AIM OF THE EXERCISE: Rewrite the records, requests included, from the start of the records through the line with "[(150, 134), (137, 134), (133, 136), (128, 150), (150, 150)]", including that line, and shift every x and y coordinate in the answer outlines by adding -41 to it. Leave the pictures out of your answer.

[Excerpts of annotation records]
—————
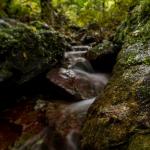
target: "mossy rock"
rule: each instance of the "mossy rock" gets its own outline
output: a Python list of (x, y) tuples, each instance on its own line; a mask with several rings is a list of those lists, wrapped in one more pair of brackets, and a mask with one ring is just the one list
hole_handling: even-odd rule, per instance
[[(134, 17), (136, 11), (134, 19), (139, 23), (134, 23), (134, 28), (126, 24), (120, 30), (126, 34), (112, 78), (89, 109), (83, 126), (82, 145), (86, 149), (128, 150), (129, 139), (150, 128), (150, 22), (146, 14), (143, 16), (148, 1), (145, 3), (142, 1), (128, 17)], [(136, 147), (137, 140), (133, 139), (129, 150)], [(146, 143), (147, 137), (142, 140)]]
[(69, 47), (63, 36), (42, 23), (39, 27), (14, 22), (0, 28), (0, 77), (24, 83), (59, 63)]
[(150, 134), (137, 134), (133, 136), (128, 150), (150, 150)]

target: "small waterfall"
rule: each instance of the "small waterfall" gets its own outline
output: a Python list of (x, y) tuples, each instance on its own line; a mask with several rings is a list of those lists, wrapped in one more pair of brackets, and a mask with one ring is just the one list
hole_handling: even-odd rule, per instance
[[(81, 47), (74, 47), (74, 49), (80, 49)], [(83, 48), (83, 47), (82, 47)], [(84, 57), (82, 57), (89, 47), (84, 47), (80, 51), (71, 51), (71, 52), (66, 52), (65, 53), (65, 58), (66, 62), (65, 65), (67, 64), (67, 67), (65, 68), (60, 68), (61, 77), (68, 80), (68, 76), (71, 78), (80, 78), (81, 81), (84, 80), (84, 82), (88, 82), (90, 86), (92, 87), (92, 90), (96, 92), (96, 95), (105, 87), (109, 80), (109, 75), (105, 73), (95, 73), (93, 67), (89, 63), (88, 60), (86, 60)], [(80, 83), (81, 84), (81, 83)], [(82, 86), (81, 86), (82, 87)], [(85, 89), (82, 89), (85, 90)], [(82, 91), (81, 91), (82, 92)], [(62, 110), (60, 110), (62, 116), (64, 117), (58, 117), (56, 119), (56, 123), (60, 123), (60, 125), (57, 126), (56, 124), (56, 129), (54, 131), (49, 130), (49, 129), (44, 129), (39, 133), (38, 135), (34, 136), (33, 138), (29, 139), (23, 146), (18, 148), (18, 150), (58, 150), (61, 148), (61, 150), (80, 150), (79, 148), (79, 139), (80, 139), (80, 127), (83, 123), (83, 120), (85, 118), (85, 115), (90, 107), (90, 105), (94, 102), (96, 97), (92, 96), (88, 99), (75, 102), (72, 104), (66, 104), (65, 108), (60, 107)], [(60, 102), (60, 101), (59, 101)], [(55, 102), (54, 102), (55, 103)], [(61, 104), (60, 104), (61, 105)], [(73, 118), (72, 118), (73, 116)], [(68, 117), (68, 118), (67, 118)], [(62, 120), (61, 120), (62, 119)], [(64, 120), (63, 120), (64, 119)], [(65, 120), (66, 119), (66, 120)], [(61, 121), (60, 121), (61, 120)], [(77, 122), (78, 126), (72, 126), (72, 125), (66, 125), (66, 124), (72, 124), (74, 121)], [(60, 139), (63, 140), (62, 145), (55, 145), (53, 141), (53, 134), (51, 132), (59, 132), (57, 128), (64, 126), (65, 123), (65, 128), (67, 130), (64, 131), (66, 134), (60, 135), (62, 136)], [(62, 125), (61, 125), (62, 123)], [(48, 127), (49, 128), (49, 127)], [(49, 136), (47, 136), (49, 135)], [(55, 134), (54, 134), (55, 135)], [(50, 138), (51, 142), (48, 144), (46, 148), (44, 148), (43, 143), (47, 141), (47, 137)], [(53, 145), (54, 144), (54, 145)], [(56, 148), (59, 147), (59, 148)], [(16, 150), (16, 149), (14, 149)]]
[(90, 105), (94, 102), (94, 98), (82, 100), (80, 102), (69, 105), (66, 110), (72, 113), (86, 113)]

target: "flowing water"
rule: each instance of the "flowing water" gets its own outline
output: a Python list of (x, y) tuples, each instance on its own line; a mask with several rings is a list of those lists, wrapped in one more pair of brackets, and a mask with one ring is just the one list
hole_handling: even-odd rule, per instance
—————
IN RESPONSE:
target: "mossy rock"
rule: each instance of the "mossy rock" gets its own outline
output: a Python list of (x, y) tuples, each instance on its own line; a mask with several rings is a list of those lists, wrapped in one more pair of brackets, and a mask with one ring is just the one list
hole_handling: even-odd rule, per instance
[[(93, -24), (95, -30), (93, -22), (98, -18), (93, -18), (93, -13), (85, -17), (79, -11), (85, -7), (71, 37), (48, 68), (42, 85), (41, 104), (45, 108), (87, 109), (88, 98), (109, 87), (109, -19), (105, -27), (102, -25), (107, -40), (104, -38), (101, -40), (87, -24)], [(95, 106), (96, 99), (92, 98), (88, 109)], [(105, 102), (106, 96), (101, 99)]]
[(28, 6), (22, -5), (1, -18), (-2, -14), (-27, -19), (-41, -13), (-41, 36), (-17, 42), (18, 22)]
[(109, 93), (96, 93), (92, 95), (87, 109), (109, 109)]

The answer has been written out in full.